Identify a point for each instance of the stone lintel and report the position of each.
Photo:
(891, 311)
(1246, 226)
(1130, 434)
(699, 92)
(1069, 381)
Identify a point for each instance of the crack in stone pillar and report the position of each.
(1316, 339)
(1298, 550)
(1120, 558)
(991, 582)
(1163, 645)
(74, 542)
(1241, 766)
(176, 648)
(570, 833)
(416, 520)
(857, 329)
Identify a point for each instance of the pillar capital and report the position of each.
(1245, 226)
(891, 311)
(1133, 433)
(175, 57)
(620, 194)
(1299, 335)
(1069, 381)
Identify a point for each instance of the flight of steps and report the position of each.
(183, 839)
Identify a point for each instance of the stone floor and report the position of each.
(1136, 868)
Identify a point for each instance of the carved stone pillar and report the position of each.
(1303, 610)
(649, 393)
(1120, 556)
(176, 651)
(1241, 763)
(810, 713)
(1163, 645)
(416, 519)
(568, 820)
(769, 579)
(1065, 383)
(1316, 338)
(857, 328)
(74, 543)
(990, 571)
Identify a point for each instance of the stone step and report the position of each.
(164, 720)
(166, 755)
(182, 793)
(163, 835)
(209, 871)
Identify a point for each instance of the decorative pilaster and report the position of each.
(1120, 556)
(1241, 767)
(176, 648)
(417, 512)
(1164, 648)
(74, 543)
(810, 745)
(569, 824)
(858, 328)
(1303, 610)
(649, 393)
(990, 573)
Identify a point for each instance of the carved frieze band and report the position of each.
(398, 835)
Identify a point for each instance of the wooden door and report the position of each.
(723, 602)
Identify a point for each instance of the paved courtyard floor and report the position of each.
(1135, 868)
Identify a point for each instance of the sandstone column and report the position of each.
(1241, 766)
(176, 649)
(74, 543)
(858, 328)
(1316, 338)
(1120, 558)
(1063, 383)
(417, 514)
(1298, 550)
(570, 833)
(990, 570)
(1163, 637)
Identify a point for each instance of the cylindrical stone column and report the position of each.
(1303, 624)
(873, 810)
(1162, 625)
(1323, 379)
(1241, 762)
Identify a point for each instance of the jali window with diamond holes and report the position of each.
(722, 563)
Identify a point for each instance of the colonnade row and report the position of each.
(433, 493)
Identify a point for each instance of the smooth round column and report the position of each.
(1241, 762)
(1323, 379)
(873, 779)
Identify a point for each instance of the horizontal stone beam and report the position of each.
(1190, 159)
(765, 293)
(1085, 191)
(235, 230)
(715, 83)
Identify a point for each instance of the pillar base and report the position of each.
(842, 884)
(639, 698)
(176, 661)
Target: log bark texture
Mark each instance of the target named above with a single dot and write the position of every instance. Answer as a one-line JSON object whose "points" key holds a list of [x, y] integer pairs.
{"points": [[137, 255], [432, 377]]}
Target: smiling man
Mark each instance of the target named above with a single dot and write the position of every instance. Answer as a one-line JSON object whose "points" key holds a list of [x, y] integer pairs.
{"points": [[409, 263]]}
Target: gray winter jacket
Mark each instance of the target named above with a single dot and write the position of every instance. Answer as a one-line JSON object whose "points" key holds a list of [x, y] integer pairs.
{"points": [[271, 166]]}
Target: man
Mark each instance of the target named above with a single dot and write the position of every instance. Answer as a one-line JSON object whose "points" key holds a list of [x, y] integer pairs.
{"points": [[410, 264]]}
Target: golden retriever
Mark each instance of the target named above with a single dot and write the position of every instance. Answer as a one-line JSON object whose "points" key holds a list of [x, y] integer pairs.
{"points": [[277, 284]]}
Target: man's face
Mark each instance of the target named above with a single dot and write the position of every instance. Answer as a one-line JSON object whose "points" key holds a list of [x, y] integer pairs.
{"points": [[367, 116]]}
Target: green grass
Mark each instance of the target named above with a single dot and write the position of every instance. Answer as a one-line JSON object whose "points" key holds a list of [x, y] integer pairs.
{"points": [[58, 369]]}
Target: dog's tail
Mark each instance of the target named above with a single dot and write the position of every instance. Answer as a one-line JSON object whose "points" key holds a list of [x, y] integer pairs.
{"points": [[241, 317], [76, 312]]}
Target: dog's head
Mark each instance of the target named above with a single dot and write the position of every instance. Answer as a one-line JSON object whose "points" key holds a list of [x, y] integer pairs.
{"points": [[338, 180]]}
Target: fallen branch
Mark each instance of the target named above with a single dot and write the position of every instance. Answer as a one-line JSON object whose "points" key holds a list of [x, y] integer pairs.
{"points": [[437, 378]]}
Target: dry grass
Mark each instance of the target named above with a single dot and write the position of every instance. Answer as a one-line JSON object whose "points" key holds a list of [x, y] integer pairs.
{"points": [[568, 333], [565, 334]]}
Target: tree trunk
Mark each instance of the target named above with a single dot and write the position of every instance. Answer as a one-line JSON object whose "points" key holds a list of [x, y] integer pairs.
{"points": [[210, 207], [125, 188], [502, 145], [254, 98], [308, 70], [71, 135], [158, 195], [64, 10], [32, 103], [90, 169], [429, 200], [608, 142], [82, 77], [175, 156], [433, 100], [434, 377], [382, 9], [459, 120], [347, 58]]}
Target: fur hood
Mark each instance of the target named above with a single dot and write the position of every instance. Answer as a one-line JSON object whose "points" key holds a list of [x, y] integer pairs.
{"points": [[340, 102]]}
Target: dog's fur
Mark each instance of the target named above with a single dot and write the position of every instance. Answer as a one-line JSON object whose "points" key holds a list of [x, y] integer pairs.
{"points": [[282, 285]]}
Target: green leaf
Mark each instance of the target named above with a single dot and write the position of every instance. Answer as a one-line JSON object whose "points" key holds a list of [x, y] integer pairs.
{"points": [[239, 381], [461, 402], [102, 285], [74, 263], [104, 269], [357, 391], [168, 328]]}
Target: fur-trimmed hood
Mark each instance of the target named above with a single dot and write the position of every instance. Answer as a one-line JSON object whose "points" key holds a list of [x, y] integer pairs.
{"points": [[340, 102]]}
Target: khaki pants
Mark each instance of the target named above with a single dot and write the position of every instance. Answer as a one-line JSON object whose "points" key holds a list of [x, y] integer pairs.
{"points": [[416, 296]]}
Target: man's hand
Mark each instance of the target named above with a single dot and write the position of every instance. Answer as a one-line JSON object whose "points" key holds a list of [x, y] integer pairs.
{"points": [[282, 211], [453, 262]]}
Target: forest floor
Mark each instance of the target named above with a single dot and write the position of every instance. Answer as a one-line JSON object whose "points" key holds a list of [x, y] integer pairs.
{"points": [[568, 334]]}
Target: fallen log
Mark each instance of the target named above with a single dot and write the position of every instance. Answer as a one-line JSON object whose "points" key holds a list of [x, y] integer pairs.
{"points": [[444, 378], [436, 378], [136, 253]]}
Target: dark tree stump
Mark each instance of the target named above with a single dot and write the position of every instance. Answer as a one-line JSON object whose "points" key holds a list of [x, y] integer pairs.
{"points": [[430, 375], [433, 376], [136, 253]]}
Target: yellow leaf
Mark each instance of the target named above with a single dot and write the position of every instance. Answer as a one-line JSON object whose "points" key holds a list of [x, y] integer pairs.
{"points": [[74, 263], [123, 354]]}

To do: The records above need to be written out once more, exactly.

Task response:
Identify a point for each instance of the stone lintel and report the position of each.
Photo:
(891, 311)
(1246, 226)
(1130, 434)
(699, 92)
(1069, 381)
Identify a point for each instance of the crack in stone pillar and report the position of each.
(1316, 339)
(1298, 550)
(1120, 558)
(991, 582)
(1163, 645)
(74, 542)
(1241, 766)
(176, 648)
(570, 833)
(416, 520)
(857, 329)
Identify a point for each instance of the pillar capital and report the position of each.
(1245, 226)
(891, 311)
(1133, 433)
(175, 57)
(620, 194)
(1299, 335)
(1069, 381)
Identify a point for each instance of the flight of steps and report the position of each.
(183, 839)
Identify a point for each instance of the stone floor and report the position of each.
(1136, 868)
Identify a point for each instance of the carved stone pillar and report the position of each.
(1303, 610)
(649, 393)
(1120, 556)
(176, 651)
(1241, 763)
(810, 713)
(1163, 645)
(416, 519)
(568, 820)
(769, 579)
(1065, 383)
(1316, 338)
(857, 328)
(74, 543)
(990, 571)
Identify a point for each instance of the stone step and report the position of each.
(164, 720)
(166, 755)
(182, 793)
(163, 835)
(209, 871)
Identify a point for each instance of the decorative pilaster and report the position of each.
(1120, 556)
(1241, 767)
(176, 648)
(417, 512)
(1164, 648)
(74, 543)
(810, 745)
(569, 824)
(858, 328)
(1303, 610)
(649, 393)
(990, 573)
Identify a point for each instance of the carved frieze band and report the position of each.
(398, 835)
Identify a point for each instance of the wooden door and report the position of each.
(723, 602)
Identify a point for each instance of the paved courtyard floor and report the position of each.
(1135, 868)
Identify a point for each instance of the sandstone column and report the position of each.
(1241, 766)
(176, 649)
(74, 543)
(858, 328)
(1316, 338)
(1120, 558)
(1063, 383)
(417, 514)
(1298, 550)
(570, 833)
(990, 570)
(1163, 637)
Identify a point for each instance of the cylindrical stone column and report the position of each.
(1303, 624)
(873, 810)
(1162, 625)
(1323, 379)
(1241, 762)
Identify a point for each instance of the jali window with diamond holes and report the position of each.
(722, 563)
Identify a point for each instance of the colonnade row and report the position of each.
(433, 493)
Identify a point for each instance of the smooth round column and report the position of each.
(1241, 762)
(1323, 379)
(873, 779)
Identify a point for each instance of the horizontal stone beam and report the position of each.
(1190, 159)
(765, 293)
(1085, 191)
(235, 230)
(715, 83)
Identify a point for each instance of the pillar base and report the position of each.
(842, 884)
(639, 698)
(176, 661)
Target: log bark texture
Mark each instance of the target named above with a single dot and write the position of every instance. Answer as a one-line JSON object whose "points" key holds a list of [x, y] integer pairs.
{"points": [[137, 255], [432, 377]]}
Target: smiling man
Mark each instance of the target named above with a single dot and write the position of every instance. Answer as a one-line JSON object whose "points" key holds a list of [x, y] integer pairs.
{"points": [[409, 263]]}
Target: gray winter jacket
Mark each instance of the target named above with a single dot and write the position of every instance. Answer as a one-line JSON object whose "points" key holds a list of [x, y] integer pairs.
{"points": [[271, 166]]}
Target: man
Mark each instance of the target named above with a single dot and write the position of every instance. Answer as a one-line JSON object whose "points" key holds a list of [x, y] integer pairs.
{"points": [[410, 264]]}
Target: golden retriever
Mark each instance of the target named above with a single dot and write the position of every instance. Answer as a one-line JSON object whose "points" key holds a list of [x, y] integer pairs.
{"points": [[277, 284]]}
Target: man's face
Mark each instance of the target named above with a single dot and write the position of every instance. Answer as a one-line JSON object whose "points" key holds a list of [x, y] integer pairs.
{"points": [[367, 116]]}
Target: green grass
Mark each instance of the target named above with a single dot and write the position of every instance. Answer as a one-line JSON object whose "points" key holds a list of [x, y] integer pairs.
{"points": [[58, 369]]}
Target: dog's tail
Mark each instance of the target named above with a single dot and write the position of every instance. Answer as a one-line JSON object whose "points" key holds a list of [x, y] integer pairs.
{"points": [[241, 317], [76, 312]]}
Target: dog's head
Mark each instance of the target named above with a single dot and write the position of every instance. Answer as a one-line JSON object whose "points" key holds a list of [x, y] integer pairs.
{"points": [[338, 180]]}
Target: fallen branch
Mark each instance of the target named above with a single dot and write the position of every instance. Answer as a one-line JSON object whose "points" key holds a list of [x, y] integer pairs.
{"points": [[437, 378]]}
Target: dry grass
Mark each instance of the target named above with a single dot and write the position of every instance. Answer as a one-line JSON object whose "points" key holds a list of [x, y] integer pairs.
{"points": [[568, 333], [565, 334]]}
Target: tree trunk
Mark each instance of the target named above with a single dot and write the position of every instance. Answer as a one-line JSON object whose "points" key holds a list of [x, y] integer pairs.
{"points": [[210, 207], [125, 188], [502, 145], [254, 98], [308, 70], [71, 135], [158, 195], [64, 10], [32, 103], [90, 169], [429, 200], [608, 142], [82, 77], [175, 156], [433, 100], [434, 377], [382, 9], [459, 120], [347, 58]]}
Target: fur hood
Mark each instance of the target named above with a single dot and write the position of every instance. Answer as a one-line JSON object whose "points" key holds a list of [x, y] integer pairs.
{"points": [[340, 102]]}
Target: dog's fur
Mark each instance of the target named above with a single dot and write the position of every instance. Answer as a one-line JSON object whose "points" key holds a list of [x, y] integer pairs.
{"points": [[282, 285]]}
Target: green leaf
Mark each instance of the target named above with a single dot and write the position of every instance. Answer as a one-line JSON object whose "points" key holds a list of [x, y] integer pairs.
{"points": [[239, 381], [461, 402], [102, 285], [74, 263], [104, 269], [357, 391], [168, 328]]}
Target: fur-trimmed hood
Mark each instance of the target named above with a single dot and write the position of every instance. Answer as a one-line JSON object whose "points" key holds a list of [x, y] integer pairs.
{"points": [[340, 102]]}
Target: khaki pants
Mark each instance of the target named above with a single dot and write the position of every instance. Answer as a one-line JSON object whose "points" key holds a list of [x, y] integer pairs.
{"points": [[416, 296]]}
Target: man's hand
Mark each instance of the target named above with a single dot and write the position of every instance. Answer as a one-line JSON object whose "points" key holds a list of [x, y] integer pairs.
{"points": [[282, 211], [453, 262]]}
Target: forest floor
Mark each instance of the target named above with a single dot and write the position of every instance. Answer as a one-line JSON object whose "points" key holds a list of [x, y] integer pairs.
{"points": [[568, 334]]}
Target: fallen log
Mark each instance of the target named above with a single dot and write the position of every instance. Answer as a one-line JSON object whose "points" key holds a list of [x, y] integer pairs.
{"points": [[444, 378], [436, 378], [136, 253]]}
Target: dark tree stump
Mark each instance of the target named above with a single dot and write the position of every instance. Answer as a one-line JSON object whose "points" key holds a list of [x, y] integer pairs.
{"points": [[430, 375], [433, 376], [136, 253]]}
Target: yellow leaf
Mark each instance of the target named above with a single dot and write the position of every instance. Answer as a one-line JSON object whose "points" key holds a list of [x, y] integer pairs.
{"points": [[74, 263], [123, 354]]}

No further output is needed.